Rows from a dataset
********************

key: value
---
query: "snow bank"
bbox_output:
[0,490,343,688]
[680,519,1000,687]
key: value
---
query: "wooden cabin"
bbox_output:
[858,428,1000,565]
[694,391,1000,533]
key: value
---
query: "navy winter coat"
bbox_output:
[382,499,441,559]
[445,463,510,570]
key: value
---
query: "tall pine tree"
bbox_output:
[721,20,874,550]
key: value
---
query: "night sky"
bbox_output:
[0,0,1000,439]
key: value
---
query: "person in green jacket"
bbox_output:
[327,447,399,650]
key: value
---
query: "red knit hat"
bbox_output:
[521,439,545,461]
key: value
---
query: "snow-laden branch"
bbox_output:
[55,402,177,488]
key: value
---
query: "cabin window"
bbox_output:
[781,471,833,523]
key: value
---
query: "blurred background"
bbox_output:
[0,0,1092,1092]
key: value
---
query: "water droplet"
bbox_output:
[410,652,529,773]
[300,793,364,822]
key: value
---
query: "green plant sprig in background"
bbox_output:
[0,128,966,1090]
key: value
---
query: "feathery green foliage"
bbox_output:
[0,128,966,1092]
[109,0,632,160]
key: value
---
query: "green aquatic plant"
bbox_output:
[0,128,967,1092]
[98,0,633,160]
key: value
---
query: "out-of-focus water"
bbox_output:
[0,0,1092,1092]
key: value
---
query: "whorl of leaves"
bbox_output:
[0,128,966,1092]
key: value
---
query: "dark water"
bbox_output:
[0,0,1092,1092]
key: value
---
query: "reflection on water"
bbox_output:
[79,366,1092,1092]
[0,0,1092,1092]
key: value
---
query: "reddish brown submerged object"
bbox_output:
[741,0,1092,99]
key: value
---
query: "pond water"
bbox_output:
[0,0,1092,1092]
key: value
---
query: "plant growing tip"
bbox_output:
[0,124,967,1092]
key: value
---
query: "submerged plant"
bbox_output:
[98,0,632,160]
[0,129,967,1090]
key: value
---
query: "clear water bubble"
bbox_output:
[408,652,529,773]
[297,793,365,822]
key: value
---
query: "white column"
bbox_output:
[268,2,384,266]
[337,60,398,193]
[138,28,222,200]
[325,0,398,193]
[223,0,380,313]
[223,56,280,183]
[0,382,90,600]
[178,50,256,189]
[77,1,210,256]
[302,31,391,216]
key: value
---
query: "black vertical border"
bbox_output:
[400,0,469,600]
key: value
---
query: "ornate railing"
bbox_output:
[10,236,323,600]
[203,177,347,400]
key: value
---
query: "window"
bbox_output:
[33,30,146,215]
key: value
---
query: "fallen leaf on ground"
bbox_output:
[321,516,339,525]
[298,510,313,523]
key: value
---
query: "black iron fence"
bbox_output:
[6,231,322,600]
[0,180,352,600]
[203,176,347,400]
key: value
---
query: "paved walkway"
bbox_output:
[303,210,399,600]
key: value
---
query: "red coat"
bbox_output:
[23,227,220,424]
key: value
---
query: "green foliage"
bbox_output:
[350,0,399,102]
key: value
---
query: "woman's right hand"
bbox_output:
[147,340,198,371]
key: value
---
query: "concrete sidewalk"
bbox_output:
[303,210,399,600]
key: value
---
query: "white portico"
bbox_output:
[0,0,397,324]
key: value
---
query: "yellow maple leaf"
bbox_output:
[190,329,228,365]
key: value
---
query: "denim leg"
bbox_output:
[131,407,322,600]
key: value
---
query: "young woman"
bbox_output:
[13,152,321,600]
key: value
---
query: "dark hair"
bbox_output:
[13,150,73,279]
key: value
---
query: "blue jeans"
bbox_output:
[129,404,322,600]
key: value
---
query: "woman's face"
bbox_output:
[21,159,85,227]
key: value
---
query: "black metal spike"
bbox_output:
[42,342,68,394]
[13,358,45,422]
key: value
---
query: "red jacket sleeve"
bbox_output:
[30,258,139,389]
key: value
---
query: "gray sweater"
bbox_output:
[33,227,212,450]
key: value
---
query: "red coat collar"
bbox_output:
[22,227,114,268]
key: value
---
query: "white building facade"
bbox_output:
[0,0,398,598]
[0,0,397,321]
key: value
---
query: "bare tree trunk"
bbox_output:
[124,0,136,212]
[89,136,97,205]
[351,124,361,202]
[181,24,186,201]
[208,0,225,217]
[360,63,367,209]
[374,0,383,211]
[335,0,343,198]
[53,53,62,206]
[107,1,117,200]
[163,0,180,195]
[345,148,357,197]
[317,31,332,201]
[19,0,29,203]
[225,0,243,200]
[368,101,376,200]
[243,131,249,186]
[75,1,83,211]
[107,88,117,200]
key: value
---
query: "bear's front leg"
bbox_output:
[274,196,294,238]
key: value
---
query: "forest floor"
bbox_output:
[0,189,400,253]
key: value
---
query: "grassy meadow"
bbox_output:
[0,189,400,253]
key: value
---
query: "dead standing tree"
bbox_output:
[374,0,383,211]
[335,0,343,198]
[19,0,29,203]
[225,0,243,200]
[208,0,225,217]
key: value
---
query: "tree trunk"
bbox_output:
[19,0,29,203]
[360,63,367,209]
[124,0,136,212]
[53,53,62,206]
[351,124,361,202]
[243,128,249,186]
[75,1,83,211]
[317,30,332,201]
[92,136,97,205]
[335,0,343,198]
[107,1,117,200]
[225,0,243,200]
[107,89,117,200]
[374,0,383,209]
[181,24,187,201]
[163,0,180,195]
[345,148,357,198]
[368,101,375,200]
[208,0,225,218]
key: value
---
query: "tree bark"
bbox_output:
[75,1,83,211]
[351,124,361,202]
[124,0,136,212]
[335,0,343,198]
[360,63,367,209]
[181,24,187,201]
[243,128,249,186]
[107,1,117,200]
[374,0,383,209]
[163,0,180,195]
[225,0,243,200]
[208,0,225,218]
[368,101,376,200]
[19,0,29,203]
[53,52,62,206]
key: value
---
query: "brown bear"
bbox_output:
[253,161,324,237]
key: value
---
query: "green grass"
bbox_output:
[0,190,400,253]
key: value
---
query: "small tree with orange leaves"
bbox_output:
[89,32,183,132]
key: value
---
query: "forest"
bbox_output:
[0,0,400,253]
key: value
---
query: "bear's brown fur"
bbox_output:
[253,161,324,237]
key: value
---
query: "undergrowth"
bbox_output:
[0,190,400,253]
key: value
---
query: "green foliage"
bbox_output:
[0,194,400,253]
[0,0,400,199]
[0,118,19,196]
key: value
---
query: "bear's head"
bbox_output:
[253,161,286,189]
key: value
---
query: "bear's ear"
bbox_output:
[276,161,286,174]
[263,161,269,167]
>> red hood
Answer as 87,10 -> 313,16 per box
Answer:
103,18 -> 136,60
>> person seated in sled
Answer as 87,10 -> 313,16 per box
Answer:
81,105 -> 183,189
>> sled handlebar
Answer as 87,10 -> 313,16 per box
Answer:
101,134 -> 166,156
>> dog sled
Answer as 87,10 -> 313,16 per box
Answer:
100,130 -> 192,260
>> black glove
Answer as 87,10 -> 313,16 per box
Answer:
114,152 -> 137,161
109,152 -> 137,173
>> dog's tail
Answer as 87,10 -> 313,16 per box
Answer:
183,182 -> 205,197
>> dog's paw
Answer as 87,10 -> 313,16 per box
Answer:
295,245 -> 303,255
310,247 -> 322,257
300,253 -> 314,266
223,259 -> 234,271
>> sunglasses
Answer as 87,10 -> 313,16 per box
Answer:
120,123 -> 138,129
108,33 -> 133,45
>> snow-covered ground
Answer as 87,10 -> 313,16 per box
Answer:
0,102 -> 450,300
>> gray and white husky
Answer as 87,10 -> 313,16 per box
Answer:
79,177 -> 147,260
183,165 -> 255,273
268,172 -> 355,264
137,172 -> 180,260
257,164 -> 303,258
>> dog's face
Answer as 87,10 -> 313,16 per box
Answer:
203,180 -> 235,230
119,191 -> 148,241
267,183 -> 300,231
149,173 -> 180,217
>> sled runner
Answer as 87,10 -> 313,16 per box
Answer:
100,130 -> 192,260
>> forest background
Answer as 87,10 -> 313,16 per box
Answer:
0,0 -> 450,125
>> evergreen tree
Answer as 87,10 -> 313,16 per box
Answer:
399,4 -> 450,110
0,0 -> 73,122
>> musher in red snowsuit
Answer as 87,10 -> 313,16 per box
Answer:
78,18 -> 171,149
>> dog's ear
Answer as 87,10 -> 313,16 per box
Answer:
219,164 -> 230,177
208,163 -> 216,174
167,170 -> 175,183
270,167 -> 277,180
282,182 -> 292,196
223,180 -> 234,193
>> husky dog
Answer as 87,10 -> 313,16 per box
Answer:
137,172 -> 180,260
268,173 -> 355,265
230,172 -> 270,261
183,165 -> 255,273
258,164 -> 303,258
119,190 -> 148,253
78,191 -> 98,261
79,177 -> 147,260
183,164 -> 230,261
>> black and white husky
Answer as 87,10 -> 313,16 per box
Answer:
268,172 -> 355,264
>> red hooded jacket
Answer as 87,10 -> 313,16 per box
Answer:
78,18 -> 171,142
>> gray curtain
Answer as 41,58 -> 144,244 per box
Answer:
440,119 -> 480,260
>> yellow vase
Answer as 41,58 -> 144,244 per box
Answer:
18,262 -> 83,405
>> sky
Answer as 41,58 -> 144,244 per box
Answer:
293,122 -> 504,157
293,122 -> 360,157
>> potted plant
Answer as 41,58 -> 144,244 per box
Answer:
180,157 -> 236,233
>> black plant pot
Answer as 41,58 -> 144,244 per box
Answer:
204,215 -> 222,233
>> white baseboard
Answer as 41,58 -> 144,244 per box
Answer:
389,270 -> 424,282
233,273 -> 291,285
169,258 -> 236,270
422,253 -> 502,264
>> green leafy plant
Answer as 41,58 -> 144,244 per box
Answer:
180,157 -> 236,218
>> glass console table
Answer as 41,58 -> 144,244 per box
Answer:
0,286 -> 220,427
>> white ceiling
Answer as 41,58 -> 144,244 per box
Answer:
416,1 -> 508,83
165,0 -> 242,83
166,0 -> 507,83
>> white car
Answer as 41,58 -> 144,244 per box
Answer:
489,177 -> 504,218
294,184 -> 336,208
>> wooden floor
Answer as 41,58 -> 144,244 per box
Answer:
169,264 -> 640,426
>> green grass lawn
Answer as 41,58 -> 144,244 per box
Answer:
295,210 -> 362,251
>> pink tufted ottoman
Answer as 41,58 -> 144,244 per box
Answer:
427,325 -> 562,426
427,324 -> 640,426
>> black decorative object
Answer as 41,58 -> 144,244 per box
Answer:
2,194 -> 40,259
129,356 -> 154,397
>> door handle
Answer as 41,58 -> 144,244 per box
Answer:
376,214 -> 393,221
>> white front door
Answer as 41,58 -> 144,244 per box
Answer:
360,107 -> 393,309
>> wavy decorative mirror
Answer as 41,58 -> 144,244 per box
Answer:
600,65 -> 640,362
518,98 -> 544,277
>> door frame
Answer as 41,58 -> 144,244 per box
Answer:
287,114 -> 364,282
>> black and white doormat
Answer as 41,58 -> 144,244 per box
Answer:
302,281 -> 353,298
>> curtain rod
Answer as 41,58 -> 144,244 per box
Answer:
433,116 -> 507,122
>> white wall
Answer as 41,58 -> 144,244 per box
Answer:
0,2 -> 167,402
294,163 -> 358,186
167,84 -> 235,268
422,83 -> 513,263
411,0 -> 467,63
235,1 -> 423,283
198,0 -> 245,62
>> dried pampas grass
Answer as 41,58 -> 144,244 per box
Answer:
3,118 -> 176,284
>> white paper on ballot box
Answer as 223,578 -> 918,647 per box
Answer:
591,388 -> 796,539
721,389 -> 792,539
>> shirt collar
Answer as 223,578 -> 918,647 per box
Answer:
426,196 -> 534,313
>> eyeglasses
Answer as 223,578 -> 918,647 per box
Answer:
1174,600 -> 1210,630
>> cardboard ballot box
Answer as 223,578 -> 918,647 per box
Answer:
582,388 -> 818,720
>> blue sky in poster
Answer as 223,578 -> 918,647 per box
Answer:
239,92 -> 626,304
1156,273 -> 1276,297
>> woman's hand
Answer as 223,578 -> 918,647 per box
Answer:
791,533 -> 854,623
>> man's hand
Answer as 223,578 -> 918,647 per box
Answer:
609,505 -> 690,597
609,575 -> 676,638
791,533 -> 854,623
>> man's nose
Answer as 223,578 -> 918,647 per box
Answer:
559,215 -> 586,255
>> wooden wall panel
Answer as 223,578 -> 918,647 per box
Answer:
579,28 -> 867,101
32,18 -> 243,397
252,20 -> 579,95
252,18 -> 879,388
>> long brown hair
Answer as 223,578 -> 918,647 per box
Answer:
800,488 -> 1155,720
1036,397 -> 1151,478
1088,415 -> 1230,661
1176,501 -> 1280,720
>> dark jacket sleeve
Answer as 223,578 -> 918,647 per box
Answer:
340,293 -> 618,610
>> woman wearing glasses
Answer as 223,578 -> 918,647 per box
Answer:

********************

**Goal**. List every line of the records that contains the word "dark", treating uppercase and lowercase as different.

**Finished exercise**.
query: "dark water"
query: "dark hair"
>> dark jacket sleeve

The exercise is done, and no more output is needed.